[Tarefa 1]:
Com base no texto sobre caso julgado, explique em uma a três frases por que a decisão do Processo n.º 441/2015-T só podia ser de absolvição da instância.
[Tarefa 2]:
Reescreva em forma de lista o parágrafo do texto sobre caso julgado que começa por "Deste modo, tratando-se de uma decisão meramente formal", mantendo os factos principais.

[Texto de origem]:
· · · · · · ·
Pelo contrário, se a decisão disser respeito à relação material controvertida, ou seja, ao mérito da causa (declarando a ilegalidade do acto tributário, por exemplo), gozará de força de caso julgado material, gozando de força obrigatória dentro e fora do processo. Com o trânsito em julgado, esta decisão torna-se imodificável pelo que nenhum tribunal poderá apreciar o mérito da causa sob pena de contradizer ou ter de reproduzir uma decisão anterior.

Ora, olhando para decisão proferida no Processo n.º 441/2015-T, não há dúvida que esta consubstancia uma decisão formal e de carácter processual, na medida em que procedeu à absolvição da instância por verificar-se a excepção dilatória de incompetência material do tribunal arbitral.

Aqui transcrevemos a decisão deste Processo n.º 441/2015-T para obstar a qualquer tipo de dúvida:

4. Decisão

Nos termos e com os fundamentos expostos, determina-se a incompetência do tribunal arbitral, o que impede a apreciação de mérito da causa e impõe a absolvição da Requerida da instância” (destacado nosso).

Tendo o tribunal entendido que se verificava a excepção dilatória de incompetência do tribunal, esta obstava ao conhecimento do mérito da causa, pelo que, por força do disposto no artigo 576.º, n.º 2 do CPC, aplicável subsidiariamente ex vi artigo 29.º, n.º 1, alínea e), outra não podia ser a decisão senão de absolvição da instância.

Deste modo, tratando-se de uma decisão meramente formal, que decidiu uma questão processual, goza apenas de caso julgado formal. Com o trânsito em julgado tornou-se numa decisão imodificável mas, com força obrigatória apenas dentro do processo n.º 441/2015-T, ou seja, apenas vinculando o tribunal que a proferiu.

Caso a decisão do processo tivesse apreciado o mérito da causa, com o trânsito em julgado desta decisão, não há duvida que o regime previsto no CPC e defendido pela doutrina, é de que esta decisão tornando-se imodificável, gozava de força obrigatória dentro e força do processo. Ou seja, se no âmbito do processo n.º 441/2015-T o tribunal arbitral tivesse declarado a (i)legalidade do acto de liquidação do Imposto do Selo, este tribunal não se poderia pronunciar sobre o mérito da questão, sob pena de contradizer ou ter de repetir a decisão anterior.

O efeito de caso julgado obstaria a que a decisão anteriormente proferida e transitada, fosse modificada por uma segunda decisão em processo posterior, em nome da garantia de imodificabilidade e irrepetibilidade das decisões transitadas enquanto expressão do princípio da certeza e segurança jurídicas.
· · · · · · ·
[Dados de origem]:
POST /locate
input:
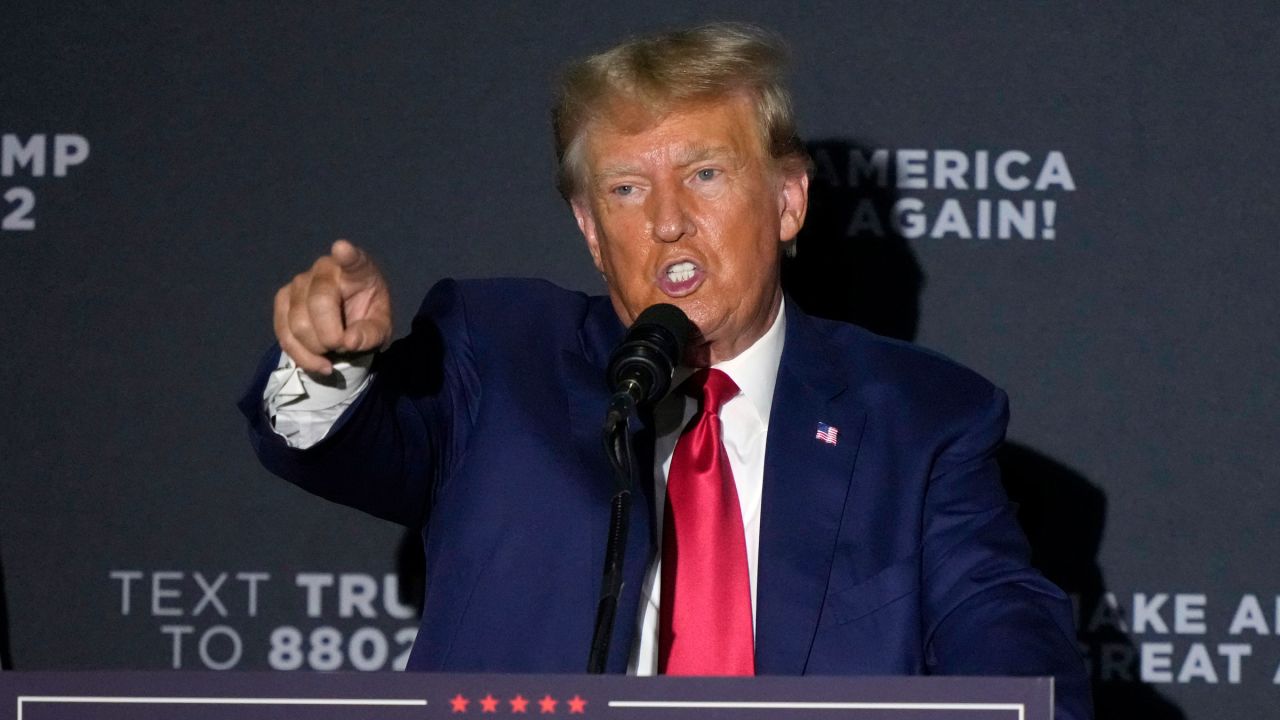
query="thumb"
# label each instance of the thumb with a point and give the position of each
· · · · · · ·
[Resposta escrita 1]:
O tribunal entendeu que se verificava a excepção dilatória de incompetência do tribunal arbitral, e essa excepção obstava ao conhecimento do mérito da causa. Por força do artigo 576.º, n.º 2 do CPC, aplicável subsidiariamente ex vi artigo 29.º, n.º 1, alínea e), a decisão não podia ser outra senão a absolvição da instância.

[Resposta escrita 2]:
- Trata-se de uma decisão meramente formal, que decidiu uma questão processual.
- Por isso, goza apenas de caso julgado formal.
- Com o trânsito em julgado, tornou-se imodificável.
- Tem força obrigatória apenas dentro do processo n.º 441/2015-T e vincula apenas o tribunal que a proferiu.